> _Data supplied_:
────

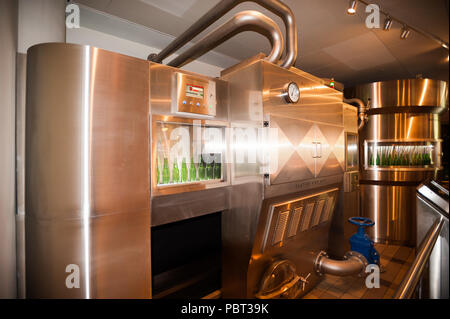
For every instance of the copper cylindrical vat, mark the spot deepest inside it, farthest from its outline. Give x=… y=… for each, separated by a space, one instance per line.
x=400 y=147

────

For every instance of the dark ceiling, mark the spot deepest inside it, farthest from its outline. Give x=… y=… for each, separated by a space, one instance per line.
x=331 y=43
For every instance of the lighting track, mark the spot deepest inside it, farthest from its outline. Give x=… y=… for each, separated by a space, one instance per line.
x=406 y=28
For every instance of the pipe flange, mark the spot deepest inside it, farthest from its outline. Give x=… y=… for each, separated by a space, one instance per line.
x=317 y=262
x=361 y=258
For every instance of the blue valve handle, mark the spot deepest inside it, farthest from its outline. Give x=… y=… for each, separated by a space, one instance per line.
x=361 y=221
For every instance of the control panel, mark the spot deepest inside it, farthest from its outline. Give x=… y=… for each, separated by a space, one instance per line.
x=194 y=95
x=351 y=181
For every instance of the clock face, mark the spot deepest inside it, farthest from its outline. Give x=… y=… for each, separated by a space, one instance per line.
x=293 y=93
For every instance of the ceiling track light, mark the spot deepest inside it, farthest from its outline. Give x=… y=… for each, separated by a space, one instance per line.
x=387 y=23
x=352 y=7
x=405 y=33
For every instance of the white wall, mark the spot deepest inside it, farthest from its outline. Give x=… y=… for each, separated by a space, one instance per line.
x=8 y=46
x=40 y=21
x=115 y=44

────

> _What is asked_:
Identify each line in the records above that contains the word "ceiling", and copy those lines.

> _Task output_:
For every instance of the dark ceiling, mark the spot deepest inside it, farthest from its outline. Give x=… y=… for each, separated by a space, one instance per line.
For every instance of the ceiling track light, mark the spot deepest inside it, farthest from its outline. Give x=… y=… for each, separated by a space, one instance per line.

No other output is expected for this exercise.